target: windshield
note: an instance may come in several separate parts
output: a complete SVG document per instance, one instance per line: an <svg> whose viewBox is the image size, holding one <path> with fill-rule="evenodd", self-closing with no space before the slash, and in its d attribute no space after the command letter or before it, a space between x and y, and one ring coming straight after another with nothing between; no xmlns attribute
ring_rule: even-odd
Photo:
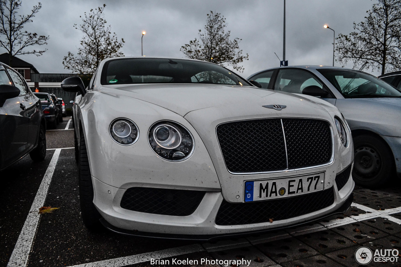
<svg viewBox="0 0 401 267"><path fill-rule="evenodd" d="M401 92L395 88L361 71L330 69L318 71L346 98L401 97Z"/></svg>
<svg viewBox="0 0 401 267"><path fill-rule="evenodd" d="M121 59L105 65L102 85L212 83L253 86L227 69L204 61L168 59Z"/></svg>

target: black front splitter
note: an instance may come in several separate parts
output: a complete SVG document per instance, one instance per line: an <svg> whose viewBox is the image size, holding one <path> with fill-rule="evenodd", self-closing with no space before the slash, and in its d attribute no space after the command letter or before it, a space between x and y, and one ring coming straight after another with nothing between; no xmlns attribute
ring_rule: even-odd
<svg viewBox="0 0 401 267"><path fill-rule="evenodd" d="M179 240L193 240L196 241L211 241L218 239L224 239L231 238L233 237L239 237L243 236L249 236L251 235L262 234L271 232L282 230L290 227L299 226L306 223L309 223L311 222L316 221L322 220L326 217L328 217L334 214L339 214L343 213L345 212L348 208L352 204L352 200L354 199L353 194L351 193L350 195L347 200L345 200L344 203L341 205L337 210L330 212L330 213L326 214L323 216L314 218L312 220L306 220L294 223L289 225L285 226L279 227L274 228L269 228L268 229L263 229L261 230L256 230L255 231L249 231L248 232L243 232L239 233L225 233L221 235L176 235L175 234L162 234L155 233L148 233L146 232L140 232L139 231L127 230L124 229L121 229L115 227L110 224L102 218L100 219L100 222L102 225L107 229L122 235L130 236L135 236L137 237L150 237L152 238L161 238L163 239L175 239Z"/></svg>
-=-=-
_WHAT IS NEEDED_.
Please revise the records above, replacing "separate parts" with "disconnected pieces" and leaving everything else unchanged. Leave the pictures out of your answer.

_RESULT FOR THIS EXERCISE_.
target: windshield
note: an instance may come in several disconnected pieces
output: a complete SVG document per instance, one instance per line: an <svg> whose viewBox is the image size, holding one <path> with fill-rule="evenodd", self-closing with no space before the slash, and in its d attribute no space after the command letter or before it, a space between x and y, and one ring coming straight after another with nothing between; no xmlns attribute
ring_rule: even-odd
Photo:
<svg viewBox="0 0 401 267"><path fill-rule="evenodd" d="M401 92L395 88L361 71L330 69L318 71L346 98L401 97Z"/></svg>
<svg viewBox="0 0 401 267"><path fill-rule="evenodd" d="M121 59L105 65L102 85L212 83L253 86L227 69L204 61L168 59Z"/></svg>

target: black front splitter
note: an instance may come in several disconnected pieces
output: a complete SVG document per instance, one instance per line: an <svg> whose viewBox is the image size, holding one <path> with fill-rule="evenodd", self-closing with no space before the slash, and in its d attribute no space after the command letter or before it, a space between x and y, and one ring coming straight after another with nothing between; no xmlns attribute
ring_rule: even-odd
<svg viewBox="0 0 401 267"><path fill-rule="evenodd" d="M179 240L193 240L196 241L211 241L218 239L224 239L231 238L233 237L239 237L243 236L249 236L251 235L262 234L271 232L282 230L290 227L299 226L306 223L309 223L311 222L316 221L322 220L326 217L328 217L334 214L339 214L343 213L345 212L348 208L352 204L352 200L354 199L353 194L351 193L350 195L347 200L345 200L344 203L341 205L337 210L330 212L330 213L326 214L323 216L314 218L312 220L306 220L294 223L289 225L285 226L279 227L274 228L269 228L268 229L263 229L261 230L256 230L255 231L249 231L248 232L243 232L239 233L225 233L221 235L176 235L175 234L162 234L155 233L148 233L146 232L140 232L139 231L127 230L124 229L121 229L115 227L110 224L102 218L100 219L100 222L102 225L107 229L122 235L130 236L135 236L137 237L150 237L152 238L161 238L163 239L175 239Z"/></svg>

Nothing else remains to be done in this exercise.